Retype the records below exactly as they appear.
------------------------------------------------------------
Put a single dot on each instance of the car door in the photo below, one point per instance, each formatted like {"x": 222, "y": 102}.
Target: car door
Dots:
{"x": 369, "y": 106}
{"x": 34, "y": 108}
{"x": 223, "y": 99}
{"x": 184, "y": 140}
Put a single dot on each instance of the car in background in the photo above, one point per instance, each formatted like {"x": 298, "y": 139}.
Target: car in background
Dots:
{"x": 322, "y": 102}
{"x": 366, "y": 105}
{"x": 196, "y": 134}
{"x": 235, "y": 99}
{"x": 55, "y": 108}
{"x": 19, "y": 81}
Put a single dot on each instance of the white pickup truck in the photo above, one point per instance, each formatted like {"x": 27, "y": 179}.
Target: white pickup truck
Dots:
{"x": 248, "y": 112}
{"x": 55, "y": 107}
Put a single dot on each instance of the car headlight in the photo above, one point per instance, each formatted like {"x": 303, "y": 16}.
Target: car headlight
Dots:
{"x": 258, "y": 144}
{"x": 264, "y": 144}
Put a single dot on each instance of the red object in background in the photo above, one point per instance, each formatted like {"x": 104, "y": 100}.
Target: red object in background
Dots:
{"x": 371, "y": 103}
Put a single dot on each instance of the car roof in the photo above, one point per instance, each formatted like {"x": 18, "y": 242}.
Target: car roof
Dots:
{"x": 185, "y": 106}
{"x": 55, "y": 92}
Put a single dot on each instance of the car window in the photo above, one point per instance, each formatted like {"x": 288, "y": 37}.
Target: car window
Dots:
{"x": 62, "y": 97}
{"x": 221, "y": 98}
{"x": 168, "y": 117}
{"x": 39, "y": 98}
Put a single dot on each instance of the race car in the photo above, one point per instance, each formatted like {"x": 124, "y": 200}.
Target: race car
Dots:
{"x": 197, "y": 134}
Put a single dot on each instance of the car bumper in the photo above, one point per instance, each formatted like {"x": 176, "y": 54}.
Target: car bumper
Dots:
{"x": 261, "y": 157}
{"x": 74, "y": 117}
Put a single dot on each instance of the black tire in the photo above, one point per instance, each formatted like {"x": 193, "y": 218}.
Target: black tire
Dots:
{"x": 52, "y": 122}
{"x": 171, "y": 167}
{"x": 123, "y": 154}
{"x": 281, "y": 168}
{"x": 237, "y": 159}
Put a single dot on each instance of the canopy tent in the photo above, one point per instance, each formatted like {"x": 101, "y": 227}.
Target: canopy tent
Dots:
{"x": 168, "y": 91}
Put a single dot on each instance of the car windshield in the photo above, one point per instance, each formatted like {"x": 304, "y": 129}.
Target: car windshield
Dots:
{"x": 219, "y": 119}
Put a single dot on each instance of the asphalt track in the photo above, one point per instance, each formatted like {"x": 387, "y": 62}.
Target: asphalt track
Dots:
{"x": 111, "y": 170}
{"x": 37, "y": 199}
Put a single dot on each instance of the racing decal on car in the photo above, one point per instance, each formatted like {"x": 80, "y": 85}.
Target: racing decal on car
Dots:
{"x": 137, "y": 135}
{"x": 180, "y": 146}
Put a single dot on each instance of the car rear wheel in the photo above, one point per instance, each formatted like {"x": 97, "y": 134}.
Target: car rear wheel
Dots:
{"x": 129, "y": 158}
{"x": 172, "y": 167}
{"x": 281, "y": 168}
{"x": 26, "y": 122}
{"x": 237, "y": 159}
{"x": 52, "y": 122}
------------------------------------------------------------
**Correct output:**
Put a single dot on each instance of the car door in the photo below, one point per instance, each formatted like {"x": 222, "y": 102}.
Target: car door
Dots:
{"x": 369, "y": 106}
{"x": 34, "y": 108}
{"x": 223, "y": 99}
{"x": 184, "y": 140}
Put a single dot on each instance of the car in background in the photo above, one point per instance, each formatted like {"x": 298, "y": 139}.
Target: car in background
Dots:
{"x": 322, "y": 102}
{"x": 366, "y": 105}
{"x": 196, "y": 134}
{"x": 235, "y": 99}
{"x": 55, "y": 108}
{"x": 19, "y": 81}
Put a single dot on each instance of the white pickup truck in the photo above, one point per instance, each formatted like {"x": 27, "y": 179}.
Target: white pickup truck
Dots:
{"x": 248, "y": 112}
{"x": 55, "y": 107}
Put a single dot on each instance of the car headlight in the photo above, one point per instance, each formatted like {"x": 303, "y": 16}.
Target: car headlight
Dots:
{"x": 258, "y": 144}
{"x": 264, "y": 144}
Put a single dot on each instance of the red object in background in the photo above, one point per instance, each formatted like {"x": 104, "y": 100}.
Target: red object in background
Dots:
{"x": 371, "y": 103}
Put a single dot on each instance of the car roof in the photo above, one point per instance, each formatted like {"x": 18, "y": 242}.
Target: car roof
Dots:
{"x": 185, "y": 106}
{"x": 55, "y": 92}
Put a single dot on each instance of the car window in the photo above, one point per instance, each formatted like {"x": 288, "y": 37}.
Target: car window
Dots:
{"x": 62, "y": 97}
{"x": 221, "y": 98}
{"x": 168, "y": 117}
{"x": 39, "y": 98}
Put a single dot on each instance of the race car in the photo above, one point per instance, each formatted like {"x": 124, "y": 200}.
Target: race car
Dots:
{"x": 197, "y": 134}
Put a single dot on each instance of the car bumper in the photo above, one point per instance, each formatted like {"x": 176, "y": 54}.
Target: car bumper
Dots:
{"x": 261, "y": 157}
{"x": 74, "y": 117}
Put a single dot on each instance of the black tire in the photo above, one point per instance, each formatted like {"x": 193, "y": 218}.
Target: black tire
Dots:
{"x": 52, "y": 122}
{"x": 171, "y": 167}
{"x": 123, "y": 154}
{"x": 281, "y": 168}
{"x": 237, "y": 159}
Put a single dot on each instance of the canopy tent in the photo above, one point per instance, each formatted like {"x": 101, "y": 227}.
Target: canopy tent
Dots:
{"x": 168, "y": 91}
Put a single dot on each instance of the car windshield in the photo above, one point per instance, each formatted like {"x": 304, "y": 129}.
Target: car windshield
Dots:
{"x": 219, "y": 119}
Put a single dot on each instance of the asphalt track in the photo above, one point per instance, each formatted like {"x": 387, "y": 62}.
Target: asphalt track
Dots:
{"x": 111, "y": 170}
{"x": 37, "y": 199}
Put a single dot on each instance of the racing decal on car in the photo above, one point per instance, each formatted like {"x": 80, "y": 85}.
Target: racing decal on car
Dots:
{"x": 137, "y": 135}
{"x": 180, "y": 146}
Put a single dot on each instance of the car rear wheel in the photo above, one point per instance, each formatted like {"x": 97, "y": 134}.
Target: car rear wheel
Dots:
{"x": 129, "y": 158}
{"x": 172, "y": 167}
{"x": 281, "y": 168}
{"x": 26, "y": 122}
{"x": 237, "y": 159}
{"x": 52, "y": 122}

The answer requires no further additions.